◆ Aufgaben:
**a.** Prüfen Sie, ob die Aussagen (i) bis (iii) mit dem Konzertbericht übereinstimmen. Geben Sie zu jeder Aussage Ja oder Nein an und zitieren Sie die entscheidenden Worte wörtlich.
(i) Nach fünf Jahren kamen weniger Besucher in den Schlosshof.
(ii) Martin Kälberer wird als Multiinstrumentalist beschrieben.
(iii) Das Konzert im Tambacher Schlosshof fand an einem Sonntag statt.
**b.** Schreiben Sie aus dem Konzertbericht den Abschnitt von „Dabei mag so“ bis einschließlich „eigenen Charme verbreitet.“ ab.

◆ Vorliegender Text:

......

Druckartikel: Immer noch mehr Süden in Tambach

Immer noch mehr Süden in Tambach


Autor: Dr. Carolin Herrmann

Weitramsdorf, Montag, 30. Juli 2018

Schmidbauer, Pollina und Martin Kälberer füllten den Schlosshof mit ihren alten Geschichten. Die und die Sehnsucht nach dem friedlichen Leben sind zeitlos.
"Süden", und wie mit Martin Kälberer (von links), Pippo Pollina und Werner Schmidbauer im Tambacher Schlosshof.Carolin Herrmann


Die Sehnsucht nach dem Süden lässt nicht nach. Wie sollte sie auch, wenn in dem Symbol Lust am leichteren Leben, Frieden, Schönheit aufscheinen. Jeder andere wäre mit einem Programm, das er schon zigmal und jahrelang abgespult hat, längst in nördliche Leere gelaufen. Aber der bayerische Liedermacher Werner Schmidbauer in der Umarmung mit Pippo Pollina, getragen von dem fantastischen Multiinstrumentalisten Martin Kälberer, sahen sich gezwungen, wieder auf "Süden"-Tour zu gehen.
Weil die eigene Sehnsucht die Liedermacher treibt, was sie beim ichweißnichtwievielten Gastspiel im Coburger Land und beim Tambacher Sommer am Sonntag ausführlich beschrieben. Weil nach fünf Jahren sogar noch mehr Besucher in den wunderbaren Schlosshof zogen. Bestuhlt bis an die hintersten Mauern, ließen sich die bestimmt über tausend Seelenreisenden wieder nieder zum Träumen, zum Nachdenklichwerden, auch politisch-gesellschaftlich, zum andächtigen Lauschen.
Dabei mag so mancher die Geschichten wiedererkannt haben. Aber gute Geschichten, wie die vom Silvestertreffen in Pippo Pollinas Heimat auf Sizilien, das zum jährlichen Ritual wurde, kann man auch öfter hören. Zumal jetzt nicht mehr nur Werner Schmidbauer leutselig bayrisch plaudert und plaudert, sondern der mittlerweile ungemein erfolgreiche Pippo Pollina selbstbewusst seinen eigenen Charme verbreitet.

......

◆ Datensätze:
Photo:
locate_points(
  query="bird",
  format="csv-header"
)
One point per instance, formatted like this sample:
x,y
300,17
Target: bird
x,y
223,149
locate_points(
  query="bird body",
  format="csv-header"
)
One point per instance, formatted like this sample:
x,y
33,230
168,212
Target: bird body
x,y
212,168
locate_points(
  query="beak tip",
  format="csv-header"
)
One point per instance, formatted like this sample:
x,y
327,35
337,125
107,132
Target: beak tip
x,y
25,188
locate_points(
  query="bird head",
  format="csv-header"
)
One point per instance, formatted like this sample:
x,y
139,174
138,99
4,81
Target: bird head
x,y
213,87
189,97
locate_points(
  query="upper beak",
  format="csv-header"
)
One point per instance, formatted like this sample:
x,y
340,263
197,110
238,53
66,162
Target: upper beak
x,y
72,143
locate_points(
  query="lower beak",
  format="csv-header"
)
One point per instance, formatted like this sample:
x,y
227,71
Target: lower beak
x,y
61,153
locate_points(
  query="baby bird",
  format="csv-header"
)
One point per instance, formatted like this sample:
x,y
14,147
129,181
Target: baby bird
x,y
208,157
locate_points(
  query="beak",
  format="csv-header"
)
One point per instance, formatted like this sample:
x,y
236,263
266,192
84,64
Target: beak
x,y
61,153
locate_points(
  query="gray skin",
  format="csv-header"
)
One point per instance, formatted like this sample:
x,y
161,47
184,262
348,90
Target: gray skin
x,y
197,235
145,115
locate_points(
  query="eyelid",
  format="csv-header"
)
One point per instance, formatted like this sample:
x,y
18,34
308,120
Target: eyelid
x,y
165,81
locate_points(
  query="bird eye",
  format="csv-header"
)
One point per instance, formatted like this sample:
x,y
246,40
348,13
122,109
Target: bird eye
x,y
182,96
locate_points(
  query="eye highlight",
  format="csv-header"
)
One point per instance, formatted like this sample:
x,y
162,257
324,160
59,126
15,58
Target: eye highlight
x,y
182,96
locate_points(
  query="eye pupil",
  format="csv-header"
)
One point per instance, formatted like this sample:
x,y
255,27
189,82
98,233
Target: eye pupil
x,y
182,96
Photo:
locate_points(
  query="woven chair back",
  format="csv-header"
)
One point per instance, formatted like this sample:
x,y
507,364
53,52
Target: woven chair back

......

◆ Lösungen:
**a.**
(i) Nein: „Weil nach fünf Jahren sogar noch mehr Besucher in den wunderbaren Schlosshof zogen.“
(ii) Ja: „getragen von dem fantastischen Multiinstrumentalisten Martin Kälberer“
(iii) Ja: „beim Tambacher Sommer am Sonntag“

**b.**
Dabei mag so mancher die Geschichten wiedererkannt haben. Aber gute Geschichten, wie die vom Silvestertreffen in Pippo Pollinas Heimat auf Sizilien, das zum jährlichen Ritual wurde, kann man auch öfter hören. Zumal jetzt nicht mehr nur Werner Schmidbauer leutselig bayrisch plaudert und plaudert, sondern der mittlerweile ungemein erfolgreiche Pippo Pollina selbstbewusst seinen eigenen Charme verbreitet.